WHAT TO WORK ON:
Word for word, transcribe the lines from the one containing "[locate] black riding" through the end of the entries, both included, and nothing else.

======== SUPPLIED INFORMATION

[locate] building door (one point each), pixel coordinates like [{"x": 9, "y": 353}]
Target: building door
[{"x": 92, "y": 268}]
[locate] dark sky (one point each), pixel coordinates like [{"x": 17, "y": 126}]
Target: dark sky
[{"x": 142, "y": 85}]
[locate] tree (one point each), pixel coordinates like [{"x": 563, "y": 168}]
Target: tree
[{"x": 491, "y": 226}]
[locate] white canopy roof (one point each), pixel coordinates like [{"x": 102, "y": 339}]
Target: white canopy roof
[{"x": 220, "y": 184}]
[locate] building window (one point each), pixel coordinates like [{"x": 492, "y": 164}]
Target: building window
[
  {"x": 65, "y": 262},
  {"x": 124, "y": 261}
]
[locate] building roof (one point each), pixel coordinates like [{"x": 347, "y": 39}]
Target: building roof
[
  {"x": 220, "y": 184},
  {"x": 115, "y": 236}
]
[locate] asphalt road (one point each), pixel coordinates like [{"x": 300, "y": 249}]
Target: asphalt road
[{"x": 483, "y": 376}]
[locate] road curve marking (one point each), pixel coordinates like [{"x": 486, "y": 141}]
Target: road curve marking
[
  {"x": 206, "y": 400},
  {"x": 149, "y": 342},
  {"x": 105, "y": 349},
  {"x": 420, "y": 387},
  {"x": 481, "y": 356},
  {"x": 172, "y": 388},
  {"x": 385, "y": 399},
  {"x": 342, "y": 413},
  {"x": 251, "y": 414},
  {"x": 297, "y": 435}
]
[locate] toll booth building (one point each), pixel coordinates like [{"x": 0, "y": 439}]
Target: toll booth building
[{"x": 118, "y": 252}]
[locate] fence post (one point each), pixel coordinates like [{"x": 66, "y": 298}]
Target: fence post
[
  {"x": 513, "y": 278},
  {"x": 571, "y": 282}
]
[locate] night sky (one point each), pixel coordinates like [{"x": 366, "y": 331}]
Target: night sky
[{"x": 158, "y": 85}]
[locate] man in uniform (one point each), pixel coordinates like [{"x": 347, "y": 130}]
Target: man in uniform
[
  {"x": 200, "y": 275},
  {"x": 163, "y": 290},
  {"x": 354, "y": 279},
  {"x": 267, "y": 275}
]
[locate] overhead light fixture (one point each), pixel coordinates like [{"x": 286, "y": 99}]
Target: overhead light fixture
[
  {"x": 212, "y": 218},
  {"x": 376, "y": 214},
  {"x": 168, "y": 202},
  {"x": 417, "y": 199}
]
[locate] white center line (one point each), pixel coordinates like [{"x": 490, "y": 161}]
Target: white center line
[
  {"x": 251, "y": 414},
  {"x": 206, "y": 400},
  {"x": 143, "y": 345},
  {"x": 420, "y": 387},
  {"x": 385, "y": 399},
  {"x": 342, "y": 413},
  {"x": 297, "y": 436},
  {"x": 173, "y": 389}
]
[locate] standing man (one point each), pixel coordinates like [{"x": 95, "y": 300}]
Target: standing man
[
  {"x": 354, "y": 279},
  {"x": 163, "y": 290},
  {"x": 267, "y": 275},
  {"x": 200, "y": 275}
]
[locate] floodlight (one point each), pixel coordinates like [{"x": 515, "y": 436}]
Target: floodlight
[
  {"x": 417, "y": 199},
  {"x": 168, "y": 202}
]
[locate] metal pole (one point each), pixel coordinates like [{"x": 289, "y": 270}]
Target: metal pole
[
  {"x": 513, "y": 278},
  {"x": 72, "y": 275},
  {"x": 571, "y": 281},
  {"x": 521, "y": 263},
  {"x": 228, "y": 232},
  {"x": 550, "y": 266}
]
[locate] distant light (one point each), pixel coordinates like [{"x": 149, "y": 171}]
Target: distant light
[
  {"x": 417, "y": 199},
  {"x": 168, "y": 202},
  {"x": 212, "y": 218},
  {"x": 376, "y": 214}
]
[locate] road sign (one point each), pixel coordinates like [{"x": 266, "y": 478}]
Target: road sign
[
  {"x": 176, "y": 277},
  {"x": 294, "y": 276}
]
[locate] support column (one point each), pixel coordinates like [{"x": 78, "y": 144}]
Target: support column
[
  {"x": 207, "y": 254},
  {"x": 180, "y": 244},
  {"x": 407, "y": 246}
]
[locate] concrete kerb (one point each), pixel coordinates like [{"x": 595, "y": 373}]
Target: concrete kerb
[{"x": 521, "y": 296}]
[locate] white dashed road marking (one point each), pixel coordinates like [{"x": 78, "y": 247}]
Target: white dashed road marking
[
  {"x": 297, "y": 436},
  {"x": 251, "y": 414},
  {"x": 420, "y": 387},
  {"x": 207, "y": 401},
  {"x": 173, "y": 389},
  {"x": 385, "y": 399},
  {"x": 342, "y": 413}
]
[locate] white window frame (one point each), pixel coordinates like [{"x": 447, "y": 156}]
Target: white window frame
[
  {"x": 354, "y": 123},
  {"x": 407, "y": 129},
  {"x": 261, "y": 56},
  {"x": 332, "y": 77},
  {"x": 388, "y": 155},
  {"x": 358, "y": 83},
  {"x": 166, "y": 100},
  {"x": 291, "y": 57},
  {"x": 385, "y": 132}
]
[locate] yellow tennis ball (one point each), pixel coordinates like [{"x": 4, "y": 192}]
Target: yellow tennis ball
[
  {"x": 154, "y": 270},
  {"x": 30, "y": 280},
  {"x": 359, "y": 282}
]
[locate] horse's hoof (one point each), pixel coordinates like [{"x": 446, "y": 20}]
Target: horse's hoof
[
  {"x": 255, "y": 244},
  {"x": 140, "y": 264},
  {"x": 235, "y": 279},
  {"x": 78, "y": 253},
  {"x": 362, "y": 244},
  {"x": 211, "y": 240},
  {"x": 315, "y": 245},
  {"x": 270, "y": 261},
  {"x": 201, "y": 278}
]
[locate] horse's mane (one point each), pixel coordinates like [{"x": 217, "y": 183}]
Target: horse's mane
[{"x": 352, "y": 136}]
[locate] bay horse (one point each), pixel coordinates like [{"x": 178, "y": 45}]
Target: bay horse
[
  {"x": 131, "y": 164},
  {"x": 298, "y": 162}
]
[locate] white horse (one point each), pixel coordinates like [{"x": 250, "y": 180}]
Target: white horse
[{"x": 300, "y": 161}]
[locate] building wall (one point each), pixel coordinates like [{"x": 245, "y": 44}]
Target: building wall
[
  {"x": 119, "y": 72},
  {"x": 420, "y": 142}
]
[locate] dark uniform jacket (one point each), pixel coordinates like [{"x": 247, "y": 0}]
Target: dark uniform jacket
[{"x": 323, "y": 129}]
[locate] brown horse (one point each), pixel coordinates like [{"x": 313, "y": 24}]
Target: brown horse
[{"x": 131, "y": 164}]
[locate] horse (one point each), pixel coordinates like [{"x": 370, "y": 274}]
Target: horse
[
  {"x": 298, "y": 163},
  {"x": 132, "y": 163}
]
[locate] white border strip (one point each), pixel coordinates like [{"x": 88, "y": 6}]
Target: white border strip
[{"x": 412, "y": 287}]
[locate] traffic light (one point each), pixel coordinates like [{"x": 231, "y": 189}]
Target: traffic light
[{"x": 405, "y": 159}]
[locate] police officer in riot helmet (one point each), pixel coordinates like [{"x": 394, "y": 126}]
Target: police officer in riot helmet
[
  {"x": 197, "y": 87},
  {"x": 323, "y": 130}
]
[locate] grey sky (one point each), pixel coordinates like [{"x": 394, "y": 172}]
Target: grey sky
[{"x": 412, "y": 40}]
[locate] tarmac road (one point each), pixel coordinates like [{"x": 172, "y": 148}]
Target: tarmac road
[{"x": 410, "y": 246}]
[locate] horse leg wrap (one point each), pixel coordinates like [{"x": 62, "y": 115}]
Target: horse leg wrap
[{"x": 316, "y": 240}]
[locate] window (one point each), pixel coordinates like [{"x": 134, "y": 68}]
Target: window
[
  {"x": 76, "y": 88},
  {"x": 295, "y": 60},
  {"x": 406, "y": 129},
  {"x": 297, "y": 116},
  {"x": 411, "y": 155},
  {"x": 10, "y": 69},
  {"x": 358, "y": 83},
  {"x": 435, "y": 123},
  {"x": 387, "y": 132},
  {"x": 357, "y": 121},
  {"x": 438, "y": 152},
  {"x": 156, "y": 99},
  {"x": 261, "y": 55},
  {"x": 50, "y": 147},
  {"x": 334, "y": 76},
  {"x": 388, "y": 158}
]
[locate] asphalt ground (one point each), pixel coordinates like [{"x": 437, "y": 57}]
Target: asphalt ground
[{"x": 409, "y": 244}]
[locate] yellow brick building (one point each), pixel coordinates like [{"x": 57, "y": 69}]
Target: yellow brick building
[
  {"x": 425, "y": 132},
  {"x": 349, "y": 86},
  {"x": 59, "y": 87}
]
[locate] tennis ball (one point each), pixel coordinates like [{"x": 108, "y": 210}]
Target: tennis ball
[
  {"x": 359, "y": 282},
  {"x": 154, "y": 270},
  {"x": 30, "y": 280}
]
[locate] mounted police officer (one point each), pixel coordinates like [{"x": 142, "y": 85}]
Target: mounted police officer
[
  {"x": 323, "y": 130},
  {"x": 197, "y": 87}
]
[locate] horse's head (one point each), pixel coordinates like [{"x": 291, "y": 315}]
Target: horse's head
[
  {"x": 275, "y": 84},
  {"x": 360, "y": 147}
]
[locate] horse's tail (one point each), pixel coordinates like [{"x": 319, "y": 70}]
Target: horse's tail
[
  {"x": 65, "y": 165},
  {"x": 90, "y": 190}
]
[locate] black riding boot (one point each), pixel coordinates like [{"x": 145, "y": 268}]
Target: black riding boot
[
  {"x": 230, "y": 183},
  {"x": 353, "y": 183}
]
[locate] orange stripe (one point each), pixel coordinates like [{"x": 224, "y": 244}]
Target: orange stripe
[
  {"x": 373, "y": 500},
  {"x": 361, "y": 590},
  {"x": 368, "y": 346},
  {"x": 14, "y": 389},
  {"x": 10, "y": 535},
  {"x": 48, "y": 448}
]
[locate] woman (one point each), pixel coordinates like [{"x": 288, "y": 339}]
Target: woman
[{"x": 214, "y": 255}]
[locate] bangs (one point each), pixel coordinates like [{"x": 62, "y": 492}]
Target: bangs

================

SOLVED PROBLEM:
[locate] black riding boot (one point each), pixel coordinates like [{"x": 145, "y": 268}]
Target: black riding boot
[
  {"x": 230, "y": 183},
  {"x": 353, "y": 183}
]
[locate] orange stripe (one point each), pixel coordinates like [{"x": 224, "y": 244}]
Target: orange stripe
[
  {"x": 373, "y": 500},
  {"x": 361, "y": 590},
  {"x": 368, "y": 346},
  {"x": 14, "y": 389},
  {"x": 10, "y": 535},
  {"x": 48, "y": 448}
]
[locate] woman (one point each), pixel coordinates like [{"x": 288, "y": 339}]
Target: woman
[{"x": 214, "y": 255}]
[locate] bangs (one point each), pixel coordinates like [{"x": 62, "y": 492}]
Target: bangs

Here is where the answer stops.